▶ **DATA SUPPLIED**

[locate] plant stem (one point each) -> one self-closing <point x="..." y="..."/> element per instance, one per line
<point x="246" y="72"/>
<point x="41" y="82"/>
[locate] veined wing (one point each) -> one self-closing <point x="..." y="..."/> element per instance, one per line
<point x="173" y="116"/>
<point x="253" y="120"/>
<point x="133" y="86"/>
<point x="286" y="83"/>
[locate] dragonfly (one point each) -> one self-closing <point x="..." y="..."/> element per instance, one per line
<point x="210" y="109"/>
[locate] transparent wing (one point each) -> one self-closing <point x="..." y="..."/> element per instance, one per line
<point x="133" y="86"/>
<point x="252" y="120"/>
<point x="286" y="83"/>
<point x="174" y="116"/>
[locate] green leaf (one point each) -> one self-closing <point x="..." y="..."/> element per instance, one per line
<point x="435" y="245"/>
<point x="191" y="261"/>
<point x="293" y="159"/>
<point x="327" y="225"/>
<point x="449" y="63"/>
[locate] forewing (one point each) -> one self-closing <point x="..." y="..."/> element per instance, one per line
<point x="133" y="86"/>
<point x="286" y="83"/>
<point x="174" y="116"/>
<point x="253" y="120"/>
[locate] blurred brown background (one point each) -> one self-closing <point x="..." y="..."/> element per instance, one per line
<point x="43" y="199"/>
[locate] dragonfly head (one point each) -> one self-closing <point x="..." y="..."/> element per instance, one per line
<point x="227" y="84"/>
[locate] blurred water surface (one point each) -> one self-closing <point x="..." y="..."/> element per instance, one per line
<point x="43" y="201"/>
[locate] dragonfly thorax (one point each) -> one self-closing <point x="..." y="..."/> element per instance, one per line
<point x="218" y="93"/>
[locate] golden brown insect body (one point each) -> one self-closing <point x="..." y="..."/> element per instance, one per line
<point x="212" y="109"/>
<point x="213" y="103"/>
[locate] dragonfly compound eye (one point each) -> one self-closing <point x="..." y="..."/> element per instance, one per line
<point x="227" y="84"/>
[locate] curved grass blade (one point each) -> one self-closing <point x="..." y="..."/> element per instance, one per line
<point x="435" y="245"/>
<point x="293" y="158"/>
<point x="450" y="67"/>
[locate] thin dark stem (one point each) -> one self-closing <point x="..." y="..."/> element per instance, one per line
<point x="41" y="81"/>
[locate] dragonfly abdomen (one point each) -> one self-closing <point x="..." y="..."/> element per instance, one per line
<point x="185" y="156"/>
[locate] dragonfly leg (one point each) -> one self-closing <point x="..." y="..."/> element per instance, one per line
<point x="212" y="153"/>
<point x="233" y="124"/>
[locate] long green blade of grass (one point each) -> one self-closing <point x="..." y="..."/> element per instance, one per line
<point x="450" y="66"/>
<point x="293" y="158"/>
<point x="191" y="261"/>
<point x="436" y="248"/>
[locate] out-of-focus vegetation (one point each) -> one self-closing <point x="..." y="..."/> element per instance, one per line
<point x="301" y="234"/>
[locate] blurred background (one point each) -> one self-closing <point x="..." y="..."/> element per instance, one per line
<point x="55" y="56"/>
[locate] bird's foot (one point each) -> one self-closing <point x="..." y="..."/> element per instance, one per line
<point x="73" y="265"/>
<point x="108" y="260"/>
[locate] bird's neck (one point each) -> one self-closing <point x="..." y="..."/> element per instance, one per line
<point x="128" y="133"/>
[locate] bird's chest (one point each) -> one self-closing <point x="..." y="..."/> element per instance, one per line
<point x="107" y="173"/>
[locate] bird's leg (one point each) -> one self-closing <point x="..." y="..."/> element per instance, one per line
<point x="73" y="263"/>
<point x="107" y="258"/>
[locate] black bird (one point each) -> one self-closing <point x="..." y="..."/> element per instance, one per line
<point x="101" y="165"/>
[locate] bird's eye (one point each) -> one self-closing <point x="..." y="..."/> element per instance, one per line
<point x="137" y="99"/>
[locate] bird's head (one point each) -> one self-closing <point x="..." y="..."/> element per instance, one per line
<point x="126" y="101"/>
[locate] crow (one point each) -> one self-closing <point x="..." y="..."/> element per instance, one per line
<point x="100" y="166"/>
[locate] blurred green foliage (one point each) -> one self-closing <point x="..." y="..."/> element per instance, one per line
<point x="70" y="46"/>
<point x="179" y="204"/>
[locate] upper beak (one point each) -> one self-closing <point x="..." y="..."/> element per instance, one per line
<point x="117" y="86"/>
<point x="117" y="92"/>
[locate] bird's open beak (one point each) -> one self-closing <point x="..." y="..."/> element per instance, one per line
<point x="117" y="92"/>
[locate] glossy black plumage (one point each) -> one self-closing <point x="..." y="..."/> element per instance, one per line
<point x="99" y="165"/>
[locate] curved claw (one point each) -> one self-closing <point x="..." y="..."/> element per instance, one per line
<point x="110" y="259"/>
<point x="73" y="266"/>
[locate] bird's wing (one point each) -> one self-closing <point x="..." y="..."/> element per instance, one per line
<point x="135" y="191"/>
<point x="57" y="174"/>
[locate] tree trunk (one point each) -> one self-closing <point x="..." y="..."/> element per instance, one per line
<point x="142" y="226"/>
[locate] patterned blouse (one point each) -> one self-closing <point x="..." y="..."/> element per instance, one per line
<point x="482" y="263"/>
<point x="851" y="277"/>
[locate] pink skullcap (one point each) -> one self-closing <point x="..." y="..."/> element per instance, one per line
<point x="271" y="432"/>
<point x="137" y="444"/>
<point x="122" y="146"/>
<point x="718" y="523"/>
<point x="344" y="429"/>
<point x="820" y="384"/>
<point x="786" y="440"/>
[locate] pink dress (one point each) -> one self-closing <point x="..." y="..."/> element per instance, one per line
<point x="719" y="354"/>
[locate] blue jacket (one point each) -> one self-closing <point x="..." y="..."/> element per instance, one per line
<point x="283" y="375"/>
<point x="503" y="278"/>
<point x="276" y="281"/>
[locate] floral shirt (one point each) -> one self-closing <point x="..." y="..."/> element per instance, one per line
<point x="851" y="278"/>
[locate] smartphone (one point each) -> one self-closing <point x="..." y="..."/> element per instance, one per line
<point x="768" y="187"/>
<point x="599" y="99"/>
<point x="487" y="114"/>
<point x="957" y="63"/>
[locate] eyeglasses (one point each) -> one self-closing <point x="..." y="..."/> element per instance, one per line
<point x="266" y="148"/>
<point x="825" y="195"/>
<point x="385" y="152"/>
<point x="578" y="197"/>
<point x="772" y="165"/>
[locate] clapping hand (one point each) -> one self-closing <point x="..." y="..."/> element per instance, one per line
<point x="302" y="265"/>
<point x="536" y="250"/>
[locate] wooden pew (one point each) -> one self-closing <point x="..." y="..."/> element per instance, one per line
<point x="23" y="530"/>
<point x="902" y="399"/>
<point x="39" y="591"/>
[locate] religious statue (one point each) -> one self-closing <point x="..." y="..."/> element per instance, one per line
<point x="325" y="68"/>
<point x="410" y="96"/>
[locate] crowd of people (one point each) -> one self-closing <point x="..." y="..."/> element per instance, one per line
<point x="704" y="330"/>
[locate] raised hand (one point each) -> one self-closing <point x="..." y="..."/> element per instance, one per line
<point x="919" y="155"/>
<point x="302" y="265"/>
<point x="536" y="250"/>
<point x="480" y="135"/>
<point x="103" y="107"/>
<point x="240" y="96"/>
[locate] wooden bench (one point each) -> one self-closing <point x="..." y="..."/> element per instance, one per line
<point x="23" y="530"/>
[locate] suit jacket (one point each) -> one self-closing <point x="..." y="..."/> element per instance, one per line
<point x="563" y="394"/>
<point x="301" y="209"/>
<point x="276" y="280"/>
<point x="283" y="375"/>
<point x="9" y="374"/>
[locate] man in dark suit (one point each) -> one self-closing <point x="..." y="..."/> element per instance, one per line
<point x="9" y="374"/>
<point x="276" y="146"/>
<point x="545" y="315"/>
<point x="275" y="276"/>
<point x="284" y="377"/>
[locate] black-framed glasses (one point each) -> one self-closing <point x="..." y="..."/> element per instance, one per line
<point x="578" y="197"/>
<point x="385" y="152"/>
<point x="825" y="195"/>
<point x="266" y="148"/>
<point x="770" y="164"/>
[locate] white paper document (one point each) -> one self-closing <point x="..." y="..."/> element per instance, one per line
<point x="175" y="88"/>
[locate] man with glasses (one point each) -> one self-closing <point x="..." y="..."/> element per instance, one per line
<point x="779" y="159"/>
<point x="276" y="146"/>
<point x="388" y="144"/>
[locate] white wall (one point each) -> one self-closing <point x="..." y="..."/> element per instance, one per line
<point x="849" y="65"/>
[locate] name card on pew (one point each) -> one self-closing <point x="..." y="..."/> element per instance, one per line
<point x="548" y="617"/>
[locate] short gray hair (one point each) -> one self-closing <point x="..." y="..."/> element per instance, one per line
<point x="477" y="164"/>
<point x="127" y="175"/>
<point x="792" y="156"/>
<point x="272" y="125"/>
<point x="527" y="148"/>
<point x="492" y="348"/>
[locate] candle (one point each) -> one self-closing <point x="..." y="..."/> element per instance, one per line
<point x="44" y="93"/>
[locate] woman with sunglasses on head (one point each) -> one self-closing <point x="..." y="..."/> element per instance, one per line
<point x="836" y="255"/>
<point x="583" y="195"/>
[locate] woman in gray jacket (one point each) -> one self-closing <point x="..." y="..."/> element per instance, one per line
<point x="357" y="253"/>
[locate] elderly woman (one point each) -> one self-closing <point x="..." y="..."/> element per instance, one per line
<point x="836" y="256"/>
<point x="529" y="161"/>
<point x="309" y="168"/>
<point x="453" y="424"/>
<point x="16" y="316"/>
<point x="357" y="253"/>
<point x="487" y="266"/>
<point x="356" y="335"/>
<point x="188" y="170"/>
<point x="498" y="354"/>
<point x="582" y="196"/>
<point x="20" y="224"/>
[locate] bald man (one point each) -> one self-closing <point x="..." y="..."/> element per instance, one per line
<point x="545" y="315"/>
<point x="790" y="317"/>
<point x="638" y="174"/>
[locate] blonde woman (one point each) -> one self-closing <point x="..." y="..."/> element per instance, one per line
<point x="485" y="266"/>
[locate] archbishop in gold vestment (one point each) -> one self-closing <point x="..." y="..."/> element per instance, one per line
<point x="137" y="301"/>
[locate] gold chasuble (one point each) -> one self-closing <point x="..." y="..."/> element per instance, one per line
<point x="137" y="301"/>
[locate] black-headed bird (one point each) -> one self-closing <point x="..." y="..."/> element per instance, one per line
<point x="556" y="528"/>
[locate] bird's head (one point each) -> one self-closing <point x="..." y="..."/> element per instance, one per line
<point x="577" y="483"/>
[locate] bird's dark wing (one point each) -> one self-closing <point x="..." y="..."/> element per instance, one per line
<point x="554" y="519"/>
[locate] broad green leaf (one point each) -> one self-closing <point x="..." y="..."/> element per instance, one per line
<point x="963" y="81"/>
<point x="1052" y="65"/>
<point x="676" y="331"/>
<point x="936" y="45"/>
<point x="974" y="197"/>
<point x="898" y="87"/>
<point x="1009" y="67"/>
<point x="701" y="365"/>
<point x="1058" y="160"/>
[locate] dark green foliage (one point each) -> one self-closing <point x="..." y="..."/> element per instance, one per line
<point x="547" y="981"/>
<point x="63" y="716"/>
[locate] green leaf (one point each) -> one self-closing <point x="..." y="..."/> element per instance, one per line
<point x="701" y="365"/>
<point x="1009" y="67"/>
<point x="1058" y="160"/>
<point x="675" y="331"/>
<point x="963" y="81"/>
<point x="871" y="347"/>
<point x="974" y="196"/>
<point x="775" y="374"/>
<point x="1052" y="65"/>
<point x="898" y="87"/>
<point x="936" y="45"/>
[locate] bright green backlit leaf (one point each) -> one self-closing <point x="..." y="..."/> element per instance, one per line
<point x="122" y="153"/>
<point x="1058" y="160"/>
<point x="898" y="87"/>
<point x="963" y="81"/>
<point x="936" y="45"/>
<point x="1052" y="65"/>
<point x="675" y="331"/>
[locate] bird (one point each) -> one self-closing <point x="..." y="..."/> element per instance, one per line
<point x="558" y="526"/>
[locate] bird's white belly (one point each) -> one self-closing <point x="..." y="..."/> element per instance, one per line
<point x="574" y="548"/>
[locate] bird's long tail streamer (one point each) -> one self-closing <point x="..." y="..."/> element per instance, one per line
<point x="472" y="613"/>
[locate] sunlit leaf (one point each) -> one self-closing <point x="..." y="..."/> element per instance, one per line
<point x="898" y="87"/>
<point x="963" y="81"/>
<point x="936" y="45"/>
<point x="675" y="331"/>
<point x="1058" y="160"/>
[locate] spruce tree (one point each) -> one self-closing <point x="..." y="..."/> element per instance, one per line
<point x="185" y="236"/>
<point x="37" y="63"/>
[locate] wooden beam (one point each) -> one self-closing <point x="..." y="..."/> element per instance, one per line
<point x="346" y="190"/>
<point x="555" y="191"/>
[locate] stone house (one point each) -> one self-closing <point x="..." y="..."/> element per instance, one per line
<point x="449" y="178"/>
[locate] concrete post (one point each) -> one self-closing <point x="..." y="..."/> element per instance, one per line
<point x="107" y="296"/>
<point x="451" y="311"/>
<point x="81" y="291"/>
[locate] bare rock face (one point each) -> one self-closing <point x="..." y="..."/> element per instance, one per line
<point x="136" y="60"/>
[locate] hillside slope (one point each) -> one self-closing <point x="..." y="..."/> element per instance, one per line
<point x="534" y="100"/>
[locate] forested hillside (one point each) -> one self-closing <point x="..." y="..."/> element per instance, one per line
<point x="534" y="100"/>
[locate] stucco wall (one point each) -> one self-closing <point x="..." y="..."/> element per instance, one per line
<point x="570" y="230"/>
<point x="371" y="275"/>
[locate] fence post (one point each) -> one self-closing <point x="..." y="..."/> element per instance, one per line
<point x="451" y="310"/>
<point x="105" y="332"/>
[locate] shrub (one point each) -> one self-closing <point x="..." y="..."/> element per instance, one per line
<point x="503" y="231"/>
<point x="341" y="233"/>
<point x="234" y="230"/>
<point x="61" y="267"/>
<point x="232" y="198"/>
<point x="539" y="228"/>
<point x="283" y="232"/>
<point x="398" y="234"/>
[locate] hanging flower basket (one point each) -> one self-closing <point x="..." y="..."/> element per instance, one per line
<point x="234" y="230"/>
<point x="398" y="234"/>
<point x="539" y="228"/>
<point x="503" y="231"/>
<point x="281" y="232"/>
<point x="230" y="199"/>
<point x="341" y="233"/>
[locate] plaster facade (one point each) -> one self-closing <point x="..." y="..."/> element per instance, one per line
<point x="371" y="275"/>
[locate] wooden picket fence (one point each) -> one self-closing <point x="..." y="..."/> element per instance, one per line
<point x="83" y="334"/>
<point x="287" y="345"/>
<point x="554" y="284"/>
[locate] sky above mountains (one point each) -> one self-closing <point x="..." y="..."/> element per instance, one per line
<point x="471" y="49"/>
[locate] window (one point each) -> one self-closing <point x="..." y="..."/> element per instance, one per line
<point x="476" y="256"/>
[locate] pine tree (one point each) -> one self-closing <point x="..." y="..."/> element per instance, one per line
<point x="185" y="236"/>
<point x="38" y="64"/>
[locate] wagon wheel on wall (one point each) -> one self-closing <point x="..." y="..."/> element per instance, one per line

▶ **EXERCISE OBJECTIVE**
Your reply should be nothing but the lines from the one containing "[locate] pine tree" through the last line above, copied exactly; please include both ends.

▶ **ANSWER BELOW**
[locate] pine tree (one point each) -> one self-closing <point x="..." y="..."/> element per instance, one per line
<point x="185" y="236"/>
<point x="38" y="64"/>
[locate] wagon wheel on wall (one point each) -> one self-closing <point x="..." y="..."/> element per instance, one per line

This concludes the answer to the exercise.